━━━━━ Information supplied ━━━━━
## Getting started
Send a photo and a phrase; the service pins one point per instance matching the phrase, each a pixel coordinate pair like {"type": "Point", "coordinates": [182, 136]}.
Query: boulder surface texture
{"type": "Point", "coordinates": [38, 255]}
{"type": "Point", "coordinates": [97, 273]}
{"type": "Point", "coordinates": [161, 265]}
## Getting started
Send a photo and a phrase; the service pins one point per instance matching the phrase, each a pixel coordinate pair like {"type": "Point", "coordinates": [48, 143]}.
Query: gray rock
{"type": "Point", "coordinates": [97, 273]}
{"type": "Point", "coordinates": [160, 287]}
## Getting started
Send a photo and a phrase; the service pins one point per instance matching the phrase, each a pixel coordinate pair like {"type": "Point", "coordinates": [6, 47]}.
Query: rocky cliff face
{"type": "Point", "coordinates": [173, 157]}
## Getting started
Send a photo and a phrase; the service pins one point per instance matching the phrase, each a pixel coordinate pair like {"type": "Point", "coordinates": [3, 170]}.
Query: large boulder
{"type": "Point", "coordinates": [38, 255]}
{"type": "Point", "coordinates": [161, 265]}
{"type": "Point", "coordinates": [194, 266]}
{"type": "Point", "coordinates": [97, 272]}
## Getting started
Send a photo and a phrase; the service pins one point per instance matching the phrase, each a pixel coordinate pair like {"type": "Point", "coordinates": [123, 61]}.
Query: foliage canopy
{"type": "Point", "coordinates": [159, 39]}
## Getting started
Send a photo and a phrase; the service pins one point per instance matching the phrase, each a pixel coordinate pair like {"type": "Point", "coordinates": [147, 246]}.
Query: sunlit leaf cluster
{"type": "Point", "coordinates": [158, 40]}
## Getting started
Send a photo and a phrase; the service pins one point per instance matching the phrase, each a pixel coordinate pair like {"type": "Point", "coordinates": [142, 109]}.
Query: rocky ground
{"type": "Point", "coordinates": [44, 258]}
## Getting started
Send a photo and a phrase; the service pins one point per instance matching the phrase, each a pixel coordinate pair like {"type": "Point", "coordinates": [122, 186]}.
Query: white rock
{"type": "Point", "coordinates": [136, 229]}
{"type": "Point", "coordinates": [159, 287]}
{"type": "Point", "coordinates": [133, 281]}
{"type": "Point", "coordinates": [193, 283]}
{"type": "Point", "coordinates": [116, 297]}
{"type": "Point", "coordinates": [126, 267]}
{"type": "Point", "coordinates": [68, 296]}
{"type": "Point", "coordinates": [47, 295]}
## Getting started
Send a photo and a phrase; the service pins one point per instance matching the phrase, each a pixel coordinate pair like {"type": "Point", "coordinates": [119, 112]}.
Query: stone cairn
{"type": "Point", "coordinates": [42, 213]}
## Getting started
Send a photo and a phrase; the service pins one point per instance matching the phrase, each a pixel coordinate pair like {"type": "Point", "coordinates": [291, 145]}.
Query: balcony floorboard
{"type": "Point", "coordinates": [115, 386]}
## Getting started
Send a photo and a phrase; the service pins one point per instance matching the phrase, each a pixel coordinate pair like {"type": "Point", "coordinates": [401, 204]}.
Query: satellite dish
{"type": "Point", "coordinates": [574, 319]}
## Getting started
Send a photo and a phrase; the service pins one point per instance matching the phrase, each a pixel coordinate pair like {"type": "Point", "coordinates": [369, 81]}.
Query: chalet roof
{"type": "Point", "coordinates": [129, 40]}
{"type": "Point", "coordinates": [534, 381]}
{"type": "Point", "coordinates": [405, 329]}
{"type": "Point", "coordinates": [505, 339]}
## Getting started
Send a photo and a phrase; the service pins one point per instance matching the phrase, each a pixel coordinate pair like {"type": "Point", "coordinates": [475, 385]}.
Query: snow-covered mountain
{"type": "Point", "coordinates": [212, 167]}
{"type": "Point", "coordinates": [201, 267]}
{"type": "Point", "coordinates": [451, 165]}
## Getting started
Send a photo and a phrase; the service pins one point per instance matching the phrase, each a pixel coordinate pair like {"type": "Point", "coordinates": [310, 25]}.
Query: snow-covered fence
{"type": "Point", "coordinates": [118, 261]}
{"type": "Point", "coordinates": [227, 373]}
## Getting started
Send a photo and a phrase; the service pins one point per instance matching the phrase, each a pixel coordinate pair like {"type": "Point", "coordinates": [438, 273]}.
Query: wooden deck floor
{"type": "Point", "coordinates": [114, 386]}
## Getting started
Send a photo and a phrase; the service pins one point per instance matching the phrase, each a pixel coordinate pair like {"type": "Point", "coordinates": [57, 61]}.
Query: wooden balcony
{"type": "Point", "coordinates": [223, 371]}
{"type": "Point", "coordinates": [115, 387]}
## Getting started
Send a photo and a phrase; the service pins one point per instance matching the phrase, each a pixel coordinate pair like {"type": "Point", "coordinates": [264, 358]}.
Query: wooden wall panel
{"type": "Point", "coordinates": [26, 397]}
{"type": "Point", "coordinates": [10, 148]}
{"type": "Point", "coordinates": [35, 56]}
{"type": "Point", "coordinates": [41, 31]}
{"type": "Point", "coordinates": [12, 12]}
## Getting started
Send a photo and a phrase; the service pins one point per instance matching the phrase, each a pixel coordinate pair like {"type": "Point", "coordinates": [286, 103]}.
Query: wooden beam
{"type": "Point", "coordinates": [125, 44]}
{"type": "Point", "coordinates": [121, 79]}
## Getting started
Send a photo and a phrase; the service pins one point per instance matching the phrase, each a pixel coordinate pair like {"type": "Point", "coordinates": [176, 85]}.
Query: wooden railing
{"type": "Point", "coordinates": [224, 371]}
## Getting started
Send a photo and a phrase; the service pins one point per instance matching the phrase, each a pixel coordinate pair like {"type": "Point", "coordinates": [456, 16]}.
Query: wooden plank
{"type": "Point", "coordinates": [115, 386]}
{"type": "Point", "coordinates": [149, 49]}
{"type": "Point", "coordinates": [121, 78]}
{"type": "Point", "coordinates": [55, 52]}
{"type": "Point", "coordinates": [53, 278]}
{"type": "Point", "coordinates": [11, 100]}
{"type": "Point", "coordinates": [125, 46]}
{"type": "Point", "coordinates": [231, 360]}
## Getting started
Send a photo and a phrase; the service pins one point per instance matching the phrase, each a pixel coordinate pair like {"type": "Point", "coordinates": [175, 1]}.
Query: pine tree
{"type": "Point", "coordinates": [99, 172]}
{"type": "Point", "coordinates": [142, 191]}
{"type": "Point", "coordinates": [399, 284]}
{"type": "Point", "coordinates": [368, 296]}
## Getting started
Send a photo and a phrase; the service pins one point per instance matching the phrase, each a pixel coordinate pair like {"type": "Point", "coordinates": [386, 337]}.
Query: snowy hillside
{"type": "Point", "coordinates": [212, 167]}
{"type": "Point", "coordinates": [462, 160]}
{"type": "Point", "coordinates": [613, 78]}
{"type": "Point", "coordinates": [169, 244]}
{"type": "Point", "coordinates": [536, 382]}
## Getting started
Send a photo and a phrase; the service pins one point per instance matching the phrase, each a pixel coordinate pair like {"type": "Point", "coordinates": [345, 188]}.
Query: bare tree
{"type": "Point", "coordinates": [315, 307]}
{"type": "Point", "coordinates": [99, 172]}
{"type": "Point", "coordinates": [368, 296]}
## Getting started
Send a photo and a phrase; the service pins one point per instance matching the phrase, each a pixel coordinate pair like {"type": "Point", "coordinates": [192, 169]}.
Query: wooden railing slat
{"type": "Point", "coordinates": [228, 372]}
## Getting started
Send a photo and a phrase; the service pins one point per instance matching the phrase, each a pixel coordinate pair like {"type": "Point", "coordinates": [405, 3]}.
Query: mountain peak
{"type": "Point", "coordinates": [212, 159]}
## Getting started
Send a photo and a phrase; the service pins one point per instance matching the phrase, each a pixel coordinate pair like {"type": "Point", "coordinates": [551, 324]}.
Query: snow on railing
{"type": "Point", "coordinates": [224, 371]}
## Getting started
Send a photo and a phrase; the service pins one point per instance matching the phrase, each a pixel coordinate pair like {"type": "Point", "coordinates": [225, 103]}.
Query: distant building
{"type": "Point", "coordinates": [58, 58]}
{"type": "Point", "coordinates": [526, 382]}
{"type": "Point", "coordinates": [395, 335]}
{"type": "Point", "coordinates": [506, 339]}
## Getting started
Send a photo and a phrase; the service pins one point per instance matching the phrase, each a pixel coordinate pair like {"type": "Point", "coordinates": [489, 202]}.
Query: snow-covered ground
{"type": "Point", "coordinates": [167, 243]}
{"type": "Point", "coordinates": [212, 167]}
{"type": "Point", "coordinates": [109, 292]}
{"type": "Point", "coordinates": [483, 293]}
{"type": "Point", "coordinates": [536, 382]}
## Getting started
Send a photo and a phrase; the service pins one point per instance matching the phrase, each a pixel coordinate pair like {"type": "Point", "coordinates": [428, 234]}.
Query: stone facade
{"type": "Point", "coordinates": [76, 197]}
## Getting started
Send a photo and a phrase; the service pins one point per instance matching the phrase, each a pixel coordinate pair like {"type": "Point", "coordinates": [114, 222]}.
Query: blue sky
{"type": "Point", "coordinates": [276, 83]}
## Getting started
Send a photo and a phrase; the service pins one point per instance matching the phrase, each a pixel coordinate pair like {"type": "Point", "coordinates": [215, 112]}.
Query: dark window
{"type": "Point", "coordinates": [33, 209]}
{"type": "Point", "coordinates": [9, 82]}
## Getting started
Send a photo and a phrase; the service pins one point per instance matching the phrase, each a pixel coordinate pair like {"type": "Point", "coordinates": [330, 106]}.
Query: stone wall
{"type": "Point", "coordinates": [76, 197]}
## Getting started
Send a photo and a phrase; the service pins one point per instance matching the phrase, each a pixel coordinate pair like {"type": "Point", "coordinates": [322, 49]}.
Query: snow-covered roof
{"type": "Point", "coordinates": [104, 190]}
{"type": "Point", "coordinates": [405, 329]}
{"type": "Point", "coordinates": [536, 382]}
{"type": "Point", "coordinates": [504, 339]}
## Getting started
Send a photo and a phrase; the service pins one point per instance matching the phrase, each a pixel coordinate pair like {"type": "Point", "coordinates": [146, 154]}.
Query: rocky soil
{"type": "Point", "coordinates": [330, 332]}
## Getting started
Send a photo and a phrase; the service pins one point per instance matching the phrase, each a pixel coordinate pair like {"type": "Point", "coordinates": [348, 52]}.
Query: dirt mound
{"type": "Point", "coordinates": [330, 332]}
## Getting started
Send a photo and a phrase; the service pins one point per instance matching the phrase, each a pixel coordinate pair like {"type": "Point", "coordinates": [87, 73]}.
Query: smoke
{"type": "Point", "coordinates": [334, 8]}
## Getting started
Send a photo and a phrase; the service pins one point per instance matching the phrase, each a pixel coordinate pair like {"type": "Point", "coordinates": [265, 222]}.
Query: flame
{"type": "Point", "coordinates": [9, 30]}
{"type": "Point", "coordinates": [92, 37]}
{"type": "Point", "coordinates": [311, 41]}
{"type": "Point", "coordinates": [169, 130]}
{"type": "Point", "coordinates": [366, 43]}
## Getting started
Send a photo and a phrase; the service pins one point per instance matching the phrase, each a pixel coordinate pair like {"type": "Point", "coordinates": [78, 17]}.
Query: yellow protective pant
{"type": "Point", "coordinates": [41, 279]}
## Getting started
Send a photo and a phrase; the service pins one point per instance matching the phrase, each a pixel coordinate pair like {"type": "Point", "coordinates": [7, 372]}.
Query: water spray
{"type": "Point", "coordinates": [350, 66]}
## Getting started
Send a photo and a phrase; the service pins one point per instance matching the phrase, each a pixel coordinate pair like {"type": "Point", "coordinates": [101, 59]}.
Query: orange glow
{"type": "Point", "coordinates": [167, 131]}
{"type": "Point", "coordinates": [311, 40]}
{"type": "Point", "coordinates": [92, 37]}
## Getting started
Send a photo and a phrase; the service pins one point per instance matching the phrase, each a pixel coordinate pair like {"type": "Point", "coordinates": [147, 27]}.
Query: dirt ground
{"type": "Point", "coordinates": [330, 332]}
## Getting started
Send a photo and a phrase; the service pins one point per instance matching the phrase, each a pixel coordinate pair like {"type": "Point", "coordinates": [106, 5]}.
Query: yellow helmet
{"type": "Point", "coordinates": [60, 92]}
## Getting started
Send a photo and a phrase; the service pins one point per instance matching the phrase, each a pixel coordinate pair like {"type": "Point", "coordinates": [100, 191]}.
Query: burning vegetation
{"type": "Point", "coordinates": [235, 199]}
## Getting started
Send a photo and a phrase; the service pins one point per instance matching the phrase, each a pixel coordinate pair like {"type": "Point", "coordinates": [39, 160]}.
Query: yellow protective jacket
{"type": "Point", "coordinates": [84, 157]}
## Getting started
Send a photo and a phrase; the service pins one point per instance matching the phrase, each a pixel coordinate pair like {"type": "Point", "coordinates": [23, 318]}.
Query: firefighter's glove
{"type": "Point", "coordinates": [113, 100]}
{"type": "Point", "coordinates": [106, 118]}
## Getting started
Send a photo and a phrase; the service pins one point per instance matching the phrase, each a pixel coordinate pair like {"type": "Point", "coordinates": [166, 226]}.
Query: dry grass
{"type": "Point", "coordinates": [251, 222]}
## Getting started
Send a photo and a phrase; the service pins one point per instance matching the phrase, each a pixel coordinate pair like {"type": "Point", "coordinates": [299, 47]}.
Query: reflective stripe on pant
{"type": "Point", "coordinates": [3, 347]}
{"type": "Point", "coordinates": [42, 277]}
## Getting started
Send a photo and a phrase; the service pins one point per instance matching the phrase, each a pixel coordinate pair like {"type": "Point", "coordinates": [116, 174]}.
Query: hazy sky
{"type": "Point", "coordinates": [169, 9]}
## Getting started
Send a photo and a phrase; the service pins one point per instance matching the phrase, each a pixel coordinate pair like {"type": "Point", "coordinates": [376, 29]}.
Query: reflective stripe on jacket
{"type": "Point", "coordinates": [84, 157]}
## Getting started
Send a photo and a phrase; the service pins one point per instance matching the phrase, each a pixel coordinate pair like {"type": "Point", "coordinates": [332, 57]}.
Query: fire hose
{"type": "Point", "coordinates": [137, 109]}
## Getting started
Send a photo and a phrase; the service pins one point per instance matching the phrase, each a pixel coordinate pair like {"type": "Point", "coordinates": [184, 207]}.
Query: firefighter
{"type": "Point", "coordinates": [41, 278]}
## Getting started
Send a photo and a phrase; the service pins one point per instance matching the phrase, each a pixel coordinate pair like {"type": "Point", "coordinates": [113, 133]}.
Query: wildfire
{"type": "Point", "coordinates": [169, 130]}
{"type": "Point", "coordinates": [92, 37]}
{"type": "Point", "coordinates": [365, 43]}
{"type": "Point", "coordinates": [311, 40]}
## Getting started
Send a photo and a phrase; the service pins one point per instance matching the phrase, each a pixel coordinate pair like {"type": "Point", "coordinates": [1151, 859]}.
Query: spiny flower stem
━━━━━
Description of the task =
Extract every line in the entries above that contains the word "roof".

Task output =
Query: chalet roof
Query: snow-covered roof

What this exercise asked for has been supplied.